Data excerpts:
□ □ □
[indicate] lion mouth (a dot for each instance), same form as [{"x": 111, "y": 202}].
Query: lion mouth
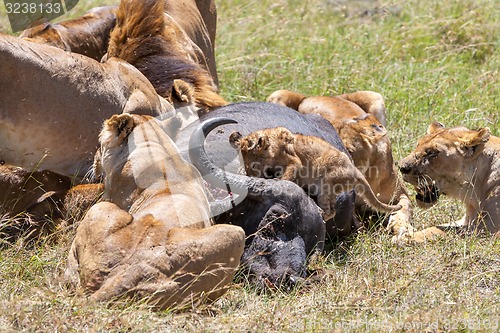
[{"x": 428, "y": 194}]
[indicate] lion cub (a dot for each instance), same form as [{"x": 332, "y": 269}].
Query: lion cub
[{"x": 312, "y": 163}]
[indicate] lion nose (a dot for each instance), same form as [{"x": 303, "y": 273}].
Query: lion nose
[{"x": 405, "y": 169}]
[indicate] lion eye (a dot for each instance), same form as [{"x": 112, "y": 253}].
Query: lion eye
[{"x": 431, "y": 153}]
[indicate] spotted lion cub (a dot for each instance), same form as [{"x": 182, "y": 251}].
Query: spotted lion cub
[{"x": 310, "y": 162}]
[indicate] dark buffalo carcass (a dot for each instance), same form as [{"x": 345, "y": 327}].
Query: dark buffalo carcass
[
  {"x": 283, "y": 225},
  {"x": 282, "y": 222}
]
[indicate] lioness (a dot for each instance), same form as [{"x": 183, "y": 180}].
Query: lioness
[
  {"x": 157, "y": 43},
  {"x": 154, "y": 239},
  {"x": 359, "y": 119},
  {"x": 312, "y": 163},
  {"x": 87, "y": 35},
  {"x": 462, "y": 164},
  {"x": 53, "y": 103}
]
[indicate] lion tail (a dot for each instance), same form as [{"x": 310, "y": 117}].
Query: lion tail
[{"x": 136, "y": 20}]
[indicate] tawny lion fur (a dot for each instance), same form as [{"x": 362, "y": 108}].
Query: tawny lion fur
[
  {"x": 153, "y": 238},
  {"x": 463, "y": 164},
  {"x": 87, "y": 35},
  {"x": 310, "y": 162},
  {"x": 359, "y": 119}
]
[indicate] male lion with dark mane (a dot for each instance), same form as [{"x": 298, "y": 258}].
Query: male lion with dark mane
[
  {"x": 153, "y": 238},
  {"x": 463, "y": 164},
  {"x": 153, "y": 36},
  {"x": 359, "y": 119}
]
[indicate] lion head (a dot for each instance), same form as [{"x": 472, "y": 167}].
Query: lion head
[
  {"x": 441, "y": 163},
  {"x": 265, "y": 153}
]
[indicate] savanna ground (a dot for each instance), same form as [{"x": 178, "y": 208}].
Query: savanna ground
[{"x": 432, "y": 60}]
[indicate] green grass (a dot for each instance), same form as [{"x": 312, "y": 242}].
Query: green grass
[{"x": 431, "y": 60}]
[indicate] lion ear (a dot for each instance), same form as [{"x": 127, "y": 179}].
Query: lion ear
[
  {"x": 434, "y": 127},
  {"x": 183, "y": 91},
  {"x": 473, "y": 145},
  {"x": 116, "y": 129},
  {"x": 235, "y": 139}
]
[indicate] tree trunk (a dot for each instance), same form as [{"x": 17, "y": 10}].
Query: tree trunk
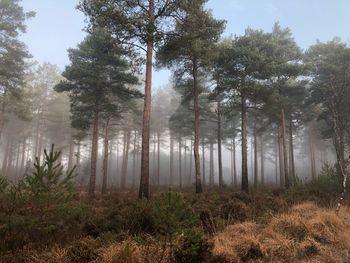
[
  {"x": 17, "y": 160},
  {"x": 211, "y": 165},
  {"x": 158, "y": 159},
  {"x": 234, "y": 161},
  {"x": 94, "y": 150},
  {"x": 71, "y": 153},
  {"x": 291, "y": 147},
  {"x": 180, "y": 163},
  {"x": 203, "y": 161},
  {"x": 255, "y": 157},
  {"x": 105, "y": 159},
  {"x": 244, "y": 145},
  {"x": 262, "y": 161},
  {"x": 134, "y": 160},
  {"x": 23, "y": 156},
  {"x": 285, "y": 150},
  {"x": 281, "y": 160},
  {"x": 171, "y": 174},
  {"x": 144, "y": 180},
  {"x": 221, "y": 182},
  {"x": 312, "y": 153},
  {"x": 125, "y": 160},
  {"x": 199, "y": 188},
  {"x": 190, "y": 175}
]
□ □ □
◆ **Task goal**:
The records above must be copied exactly, with no pictures carried over.

◆ **Answer area**:
[indicate] lion mouth (a dot for each instance), same form as [{"x": 111, "y": 202}].
Query: lion mouth
[{"x": 428, "y": 194}]
[indicate] lion cub (a dot for each instance), same form as [{"x": 332, "y": 269}].
Query: lion cub
[{"x": 312, "y": 163}]
[indicate] lion nose (a dot for each instance), same form as [{"x": 303, "y": 273}].
Query: lion nose
[{"x": 405, "y": 169}]
[indicate] lion eye (a dot for each instance), same form as [{"x": 112, "y": 253}].
Query: lion eye
[{"x": 431, "y": 153}]
[indicate] spotted lion cub (a dot for each instance), same form as [{"x": 182, "y": 251}].
Query: spotted lion cub
[{"x": 310, "y": 162}]
[indicate] dark buffalo carcass (a dot for each instance), same form as [{"x": 345, "y": 327}].
Query: dark buffalo carcass
[
  {"x": 283, "y": 225},
  {"x": 282, "y": 222}
]
[indicate] lioness (a dot for each instance), same form as [{"x": 183, "y": 180}].
Query: lioness
[
  {"x": 157, "y": 43},
  {"x": 154, "y": 239},
  {"x": 359, "y": 119},
  {"x": 312, "y": 163},
  {"x": 87, "y": 35},
  {"x": 462, "y": 164},
  {"x": 53, "y": 103}
]
[indicate] lion tail (a dot for each instance), same form as [{"x": 310, "y": 117}].
Query: lion tail
[{"x": 136, "y": 20}]
[indicate] tawny lion fur (a dot for each instance), same form as [{"x": 362, "y": 108}].
Query: tawny lion fur
[
  {"x": 153, "y": 238},
  {"x": 463, "y": 164},
  {"x": 87, "y": 35},
  {"x": 310, "y": 162},
  {"x": 359, "y": 119}
]
[indicate] male lion with dark mane (a dot for each instance), same form as [{"x": 298, "y": 258}].
Query: male lion with dark mane
[
  {"x": 153, "y": 238},
  {"x": 463, "y": 164},
  {"x": 153, "y": 36},
  {"x": 359, "y": 119}
]
[indicate] lion head (a dot for each instance), same form as [{"x": 472, "y": 167}].
Query: lion head
[
  {"x": 441, "y": 163},
  {"x": 265, "y": 153}
]
[indicate] savanna ground (a dot for each instance), same form as [{"x": 178, "y": 208}].
Query: savanna ground
[{"x": 432, "y": 60}]
[indicate] green grass (a dot for each instance), same form as [{"x": 312, "y": 242}].
Query: green grass
[{"x": 431, "y": 60}]
[indicate] lion ear (a dot for each instance), same form as [{"x": 127, "y": 179}].
Query: lion ear
[
  {"x": 434, "y": 127},
  {"x": 183, "y": 91},
  {"x": 473, "y": 145},
  {"x": 116, "y": 129},
  {"x": 235, "y": 139}
]
[indicate] tree trunk (a dot for each instance), same form as [{"x": 17, "y": 10}].
Query: tree trunk
[
  {"x": 17, "y": 160},
  {"x": 211, "y": 165},
  {"x": 158, "y": 159},
  {"x": 234, "y": 161},
  {"x": 94, "y": 150},
  {"x": 71, "y": 153},
  {"x": 291, "y": 147},
  {"x": 180, "y": 163},
  {"x": 203, "y": 161},
  {"x": 255, "y": 157},
  {"x": 105, "y": 159},
  {"x": 244, "y": 145},
  {"x": 262, "y": 161},
  {"x": 134, "y": 160},
  {"x": 23, "y": 156},
  {"x": 285, "y": 150},
  {"x": 281, "y": 160},
  {"x": 171, "y": 174},
  {"x": 144, "y": 180},
  {"x": 221, "y": 182},
  {"x": 312, "y": 153},
  {"x": 125, "y": 160},
  {"x": 199, "y": 188},
  {"x": 190, "y": 175}
]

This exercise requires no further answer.